Write out the passage on Nicholas Romanov word for word, starting at "He relied heavily" and ending at "live to see.".

*Excerpted passage*
>>>

Nicholas Alexandrovich Romanov
First cousin to Kaiser Wilhelm of Germany.
Married to Tsaritsa Alexandra Fedorovna Romanova (born Princess Alix of Hesse-Darmstadt).
Nicholas assumed the throne in 1894, on the death of his father. He had not been well prepared to rule, his father having been more concerned about finding him a good wife than in involving him in the details of state. His engagement to Princess Alix only slightly preceeded his father's death, and his wedding to the now Alexandra came very shortly after the last ceremony of his father's funeral. He then faced the task of being autocrat of Russia in a time of major turmoil -- a turmoil which would continue well beyond his death.
He relied heavily on the advice of his cousin, Kaiser Wilhelm -- advice which was not nearly as much in his own best interest as much as the best interest of Cousin Willy. This involved him in an ill-conceived war with Japan which cost him militarily. He would not really understand the duplicitous advice from his dear cousin until the assassination of Archduke Franz Ferdinand in Sarajevo would stir up conflict between Germans and Slavs, and he found himself facing Willy as an enemy in what was to become World War I, a war the end of which he would not live to see.

<<<

*Extracted data lines*
>>>

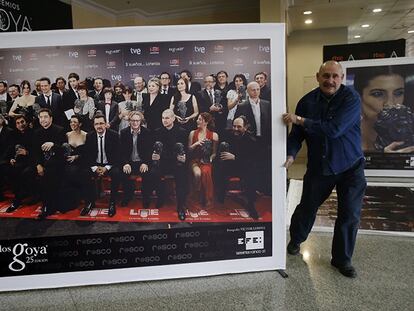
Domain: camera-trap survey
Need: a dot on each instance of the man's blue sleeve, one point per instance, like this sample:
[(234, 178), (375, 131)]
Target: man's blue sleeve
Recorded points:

<<<

*Answer to the problem*
He relied heavily on the advice of his cousin, Kaiser Wilhelm -- advice which was not nearly as much in his own best interest as much as the best interest of Cousin Willy. This involved him in an ill-conceived war with Japan which cost him militarily. He would not really understand the duplicitous advice from his dear cousin until the assassination of Archduke Franz Ferdinand in Sarajevo would stir up conflict between Germans and Slavs, and he found himself facing Willy as an enemy in what was to become World War I, a war the end of which he would not live to see.